[START OF Available records]

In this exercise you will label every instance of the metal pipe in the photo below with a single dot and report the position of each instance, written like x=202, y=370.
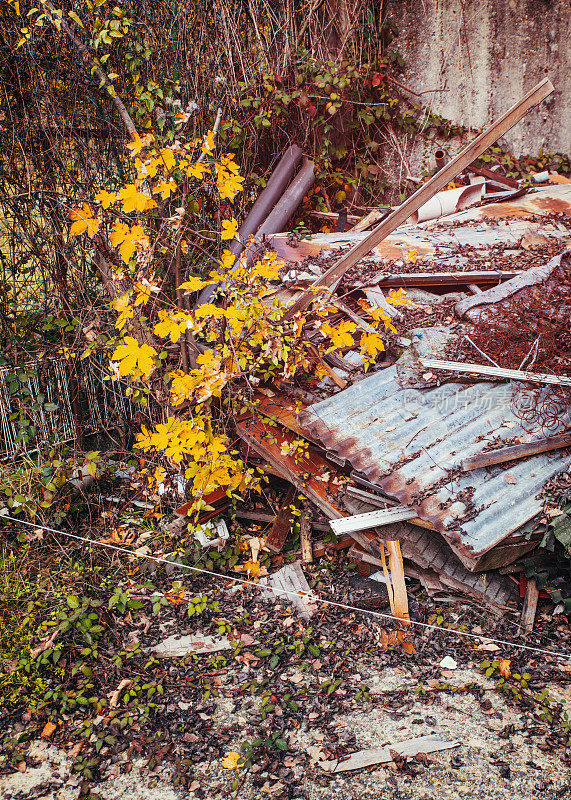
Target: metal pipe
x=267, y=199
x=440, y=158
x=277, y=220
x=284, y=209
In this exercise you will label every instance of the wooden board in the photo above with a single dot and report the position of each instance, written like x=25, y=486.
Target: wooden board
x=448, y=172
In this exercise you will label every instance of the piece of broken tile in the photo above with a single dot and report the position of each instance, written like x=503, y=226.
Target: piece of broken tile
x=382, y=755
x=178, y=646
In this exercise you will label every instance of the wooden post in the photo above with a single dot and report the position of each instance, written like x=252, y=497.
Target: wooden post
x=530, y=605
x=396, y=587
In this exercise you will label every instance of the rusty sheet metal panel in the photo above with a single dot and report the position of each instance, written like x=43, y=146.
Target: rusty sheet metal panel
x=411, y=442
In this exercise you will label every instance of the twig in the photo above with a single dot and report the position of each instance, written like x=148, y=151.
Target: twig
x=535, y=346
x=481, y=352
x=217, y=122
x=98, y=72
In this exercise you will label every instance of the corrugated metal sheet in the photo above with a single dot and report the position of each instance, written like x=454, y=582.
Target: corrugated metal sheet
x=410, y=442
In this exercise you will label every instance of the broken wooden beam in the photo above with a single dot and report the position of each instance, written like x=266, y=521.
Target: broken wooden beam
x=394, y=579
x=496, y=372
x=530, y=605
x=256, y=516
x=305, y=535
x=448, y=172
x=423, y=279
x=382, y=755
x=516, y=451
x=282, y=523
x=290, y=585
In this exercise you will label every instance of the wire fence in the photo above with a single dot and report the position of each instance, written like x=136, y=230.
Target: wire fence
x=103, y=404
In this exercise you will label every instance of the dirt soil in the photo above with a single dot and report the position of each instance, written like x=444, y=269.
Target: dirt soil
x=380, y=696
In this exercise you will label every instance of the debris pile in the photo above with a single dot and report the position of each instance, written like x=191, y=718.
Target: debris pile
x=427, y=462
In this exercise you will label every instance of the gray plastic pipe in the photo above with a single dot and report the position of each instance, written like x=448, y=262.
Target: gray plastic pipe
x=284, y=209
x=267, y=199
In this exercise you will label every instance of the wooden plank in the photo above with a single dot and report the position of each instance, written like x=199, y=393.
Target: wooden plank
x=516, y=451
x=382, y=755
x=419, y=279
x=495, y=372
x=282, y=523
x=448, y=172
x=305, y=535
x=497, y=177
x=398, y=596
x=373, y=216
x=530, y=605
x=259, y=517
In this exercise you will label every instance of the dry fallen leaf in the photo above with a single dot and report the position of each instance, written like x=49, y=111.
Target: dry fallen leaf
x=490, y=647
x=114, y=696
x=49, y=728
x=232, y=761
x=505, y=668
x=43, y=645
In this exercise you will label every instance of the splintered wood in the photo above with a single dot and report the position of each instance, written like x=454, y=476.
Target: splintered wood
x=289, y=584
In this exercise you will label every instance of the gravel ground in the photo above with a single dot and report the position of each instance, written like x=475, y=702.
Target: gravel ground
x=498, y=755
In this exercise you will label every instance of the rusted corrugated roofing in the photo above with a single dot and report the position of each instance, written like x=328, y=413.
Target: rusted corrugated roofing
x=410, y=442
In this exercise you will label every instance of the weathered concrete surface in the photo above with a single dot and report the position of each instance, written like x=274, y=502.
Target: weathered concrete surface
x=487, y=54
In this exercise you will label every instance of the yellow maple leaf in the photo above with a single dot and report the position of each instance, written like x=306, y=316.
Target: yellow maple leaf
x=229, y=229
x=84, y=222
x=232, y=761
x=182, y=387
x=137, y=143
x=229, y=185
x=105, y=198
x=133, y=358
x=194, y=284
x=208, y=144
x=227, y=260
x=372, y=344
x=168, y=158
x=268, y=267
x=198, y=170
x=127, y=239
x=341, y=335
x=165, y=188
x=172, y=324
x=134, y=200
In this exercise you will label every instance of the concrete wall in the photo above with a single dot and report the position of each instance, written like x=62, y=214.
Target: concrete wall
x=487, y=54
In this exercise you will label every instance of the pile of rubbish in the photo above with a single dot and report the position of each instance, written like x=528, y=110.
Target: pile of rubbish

[END OF Available records]

Exercise requirements:
Copy all of the material above line for line, leaving out the pictures.

The reply:
In this exercise you will label every instance of the metal pipe in the photo below with a single dot and report the position of each instance, written like x=202, y=370.
Target: metal pipe
x=267, y=199
x=440, y=158
x=277, y=220
x=284, y=209
In this exercise you will label every instance of the wooden board in the photo above with a single dot and report the position of each instance, written like x=25, y=486.
Target: wooden board
x=448, y=172
In this exercise you will label every instance of the piece of broken tile in the photo above with a single dot and report the position of each instance, written like x=503, y=226.
Target: piece of broken tile
x=382, y=755
x=178, y=646
In this exercise you will label every instance of the wooden post in the photo above with a single dot and report the position of each instance, written like x=252, y=497.
Target: wooden post
x=530, y=605
x=396, y=587
In this exercise you will label every instance of the rusty sheet metal panel in the photo above with a single dot and report the position of each instance, written like x=43, y=146.
Target: rusty sheet metal panel
x=411, y=442
In this exercise you will label every instance of the twig in the photo above with a single dot and report the position of each instance, written like x=148, y=151.
Target: twig
x=535, y=346
x=481, y=352
x=217, y=122
x=98, y=72
In this exercise you will label every instance of the corrugated metal sheet in the photo above with a single dot and report the position of each instance, written like x=454, y=582.
Target: corrugated metal sheet
x=410, y=442
In this exercise you will label every instance of the broken wooden beam in the photo above with a single dot and report the position of each instance, written like x=266, y=521.
Target: broken wooden beam
x=394, y=579
x=496, y=372
x=530, y=605
x=256, y=516
x=305, y=535
x=448, y=172
x=423, y=279
x=382, y=755
x=516, y=451
x=282, y=523
x=290, y=585
In this exercise you will label every instance of the wire fence in the photo above with a single dot and report the position of each instance, written like x=136, y=230.
Target: wire fence
x=103, y=404
In this exercise you will label every instance of the dirt soil in the photo above with a single dot and report the position of each instance, written like x=444, y=269.
Target: dirt soil
x=380, y=696
In this exercise you will label every instance of the debris pile in the photo above with a single dot and report the position of each instance, written like x=191, y=718.
Target: debris pile
x=427, y=462
In this exercise you will label every instance of the gray plastic pipe in the photo above with a single dot and report the position of each instance, written like x=448, y=262.
Target: gray plastic pipe
x=284, y=209
x=267, y=199
In this exercise you will label every instance of the wooden plank in the photo above with a single dot and report the position of each instance, written like x=199, y=393.
Target: wooden plank
x=516, y=451
x=382, y=755
x=419, y=279
x=495, y=372
x=282, y=523
x=448, y=172
x=305, y=535
x=497, y=177
x=398, y=596
x=373, y=216
x=530, y=605
x=259, y=517
In this exercise you will label every instance of the dry fallen leaf in the photo above with a single dot and report the position of each instance, written like x=49, y=111.
Target: dry fallen leaf
x=490, y=647
x=114, y=696
x=49, y=728
x=232, y=761
x=505, y=668
x=43, y=645
In this exercise you will label every instance of the splintered wood in the photo above with a single dot and report the position of each instance, written like x=454, y=476.
Target: splintered wood
x=289, y=584
In this exercise you will label every instance of the gravel ground in the photo above with a single dot and report the position of each instance, written like x=475, y=702.
Target: gravel ground
x=498, y=755
In this exercise you will label every instance of the rusted corrugated roofing in the photo above with a single dot and report the position of each instance, written like x=328, y=413.
Target: rusted corrugated roofing
x=410, y=442
In this exercise you will label every instance of the weathered concrete surface in the photo above with a single dot and report the position of each instance, written like x=274, y=502.
Target: weathered concrete surface
x=487, y=54
In this exercise you will label every instance of the yellow maple leaf in the photo above with a single dot and report the position of each instance, written like x=306, y=316.
Target: yellow maple leaf
x=229, y=229
x=84, y=222
x=232, y=761
x=182, y=387
x=137, y=143
x=229, y=185
x=105, y=198
x=133, y=358
x=194, y=284
x=208, y=144
x=227, y=260
x=372, y=344
x=168, y=158
x=268, y=267
x=198, y=170
x=127, y=239
x=341, y=335
x=165, y=188
x=172, y=324
x=134, y=200
In this exercise you will label every instance of the concrete wall in the photo above with a single dot and report the position of each instance, written like x=62, y=214.
Target: concrete wall
x=487, y=54
In this exercise you will label every instance of the pile of rubbish in the photo above with a single dot and report the position of each instance, written like x=528, y=110.
Target: pile of rubbish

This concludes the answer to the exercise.